→ **About this task**
Answer these questions using the essay on mental health professionals who call themselves healers.
(a) From what age has the writer been living a life of service?
(b) According to the essay, what should the goal of mental and behavioral health interventions be instead of healing clients, families, and communities?
(c) What statement does the writer live by?

[Opening Text section section]

I am not your healer
It is difficult to identify the specific turning point in the mental health profession at which modern-day grifting seems like the standard. Was it the COVID pandemic? Is TikTok the culprit? Are venture capitalists and tech companies responsible? IS IT CRACK? I do not know which way to send the blame. However, what I know for sure is that I am sick of the tomfoolery, buffoonery, and scamming.
I have been in the business of caring in community amongst my people and living a life of service since I was 12 years old. Before I stepped foot on a college campus to start collecting degrees and debt, I was a student leader in middle school and high school, affectionately known as a rebel with a cause. People have always been at the center of what I do, and at no point throughout my journey of adding letters behind my name have I come to see people as profit.
I can not help but draw parallels between individuals in the mental health profession who proclaim to be healers and scammers; they are pretty much the same to me, because what are you talking about?! How is it possible that you believe so much of yourself and so little of others that you have the power to heal another person? At what point did you stop believing, or have you ever believed, that people are wildly capable and the ability to heal thyself is within?
As a licensed mental health professional, I am not a healer, and I have no desire to masquerade as one for several reasons. The first and most important one is that I have enough of my own life going on, and healing me is a laborious full-time job, and there is nothing glamorous about it. The second reason is that I believe too much in the power of people, and I understand how systems of oppression have led people into believing they are without power, which is false. The third reason is that it absolutely sounds ridiculous, for a licensed mental health professional, to call themselves a healer when you are lowkey an agent of the state.
Now I do not want you to read this and surmise that I am dismissive of actual traditional healers and ancestral practices because I am not. I know that the current Western construct of mental and behavioral health therapies is not the same thing; it never has been, and it never will be. At its core, mental and behavioral health interventions are a science with methodologies that practitioners are, hopefully, trained and skilled to administer. And by doing so, the goal should not be to heal clients, families, and communities but to help them access and define what healing looks like for them.
A statement that I live by is: I am Black before I am a social worker, and I am a revolutionary before I am a therapist. I do not seek dominion over others. Nonetheless, I have observed how individuals, organizations, and corporations use this field to do just that, which fuels my rage, because how dare you?! We are dealing with a legitimate invasion, and I deeply recognize that those of us doing the work rarely have time to combat misinformation and snuff out the scammers because we are actually doing the work. However, if love for and the protection of people are at the core of what you do and who you are, we must start making time for it. I will continue to do my part because my people not only deserve to know but also feel they are capable, powerful, and worthy of care and truth.

[Closing Text section section]
[Opening Records supplied section]

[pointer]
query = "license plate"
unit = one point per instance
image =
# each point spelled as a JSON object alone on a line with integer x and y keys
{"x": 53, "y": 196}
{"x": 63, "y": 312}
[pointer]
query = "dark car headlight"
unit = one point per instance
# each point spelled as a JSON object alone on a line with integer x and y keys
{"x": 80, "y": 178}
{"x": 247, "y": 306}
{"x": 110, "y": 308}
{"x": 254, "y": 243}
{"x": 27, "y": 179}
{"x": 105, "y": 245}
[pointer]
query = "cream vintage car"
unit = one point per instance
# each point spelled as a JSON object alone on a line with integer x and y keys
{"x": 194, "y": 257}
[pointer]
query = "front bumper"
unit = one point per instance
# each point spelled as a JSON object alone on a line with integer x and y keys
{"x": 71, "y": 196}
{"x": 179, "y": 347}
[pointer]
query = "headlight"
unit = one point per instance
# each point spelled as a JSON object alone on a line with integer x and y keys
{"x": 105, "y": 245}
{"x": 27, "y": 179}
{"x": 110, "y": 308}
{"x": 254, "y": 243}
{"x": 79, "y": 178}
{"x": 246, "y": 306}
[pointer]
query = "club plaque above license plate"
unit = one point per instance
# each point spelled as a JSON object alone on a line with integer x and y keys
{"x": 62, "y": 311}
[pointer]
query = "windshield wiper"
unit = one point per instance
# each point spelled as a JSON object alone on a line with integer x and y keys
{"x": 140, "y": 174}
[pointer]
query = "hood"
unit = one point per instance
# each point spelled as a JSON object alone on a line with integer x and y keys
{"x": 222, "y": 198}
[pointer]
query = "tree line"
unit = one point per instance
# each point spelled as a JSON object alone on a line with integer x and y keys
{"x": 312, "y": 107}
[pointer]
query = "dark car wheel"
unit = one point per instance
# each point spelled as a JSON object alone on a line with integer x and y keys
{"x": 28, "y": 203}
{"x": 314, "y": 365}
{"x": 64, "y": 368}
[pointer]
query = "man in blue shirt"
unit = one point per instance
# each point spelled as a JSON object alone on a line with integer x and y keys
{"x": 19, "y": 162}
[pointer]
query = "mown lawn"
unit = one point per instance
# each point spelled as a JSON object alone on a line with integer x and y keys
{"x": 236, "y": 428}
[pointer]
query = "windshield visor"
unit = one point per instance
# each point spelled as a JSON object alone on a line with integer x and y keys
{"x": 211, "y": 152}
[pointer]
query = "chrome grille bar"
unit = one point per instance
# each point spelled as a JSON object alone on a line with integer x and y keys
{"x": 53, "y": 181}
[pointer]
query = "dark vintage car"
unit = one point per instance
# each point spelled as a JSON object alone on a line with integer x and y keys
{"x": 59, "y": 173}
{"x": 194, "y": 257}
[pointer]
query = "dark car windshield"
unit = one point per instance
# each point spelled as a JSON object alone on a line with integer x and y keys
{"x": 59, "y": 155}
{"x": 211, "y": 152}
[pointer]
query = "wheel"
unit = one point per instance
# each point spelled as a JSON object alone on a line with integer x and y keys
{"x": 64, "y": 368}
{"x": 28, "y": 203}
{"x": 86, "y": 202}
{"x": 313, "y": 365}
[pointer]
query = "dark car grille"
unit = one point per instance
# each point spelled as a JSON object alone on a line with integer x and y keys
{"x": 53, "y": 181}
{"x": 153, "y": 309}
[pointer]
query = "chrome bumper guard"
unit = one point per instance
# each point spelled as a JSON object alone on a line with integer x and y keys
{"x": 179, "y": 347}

[Closing Records supplied section]

→ **Task output**
(a) Since the age of 12.
(b) To help them access and define what healing looks like for them.
(c) "I am Black before I am a social worker, and I am a revolutionary before I am a therapist."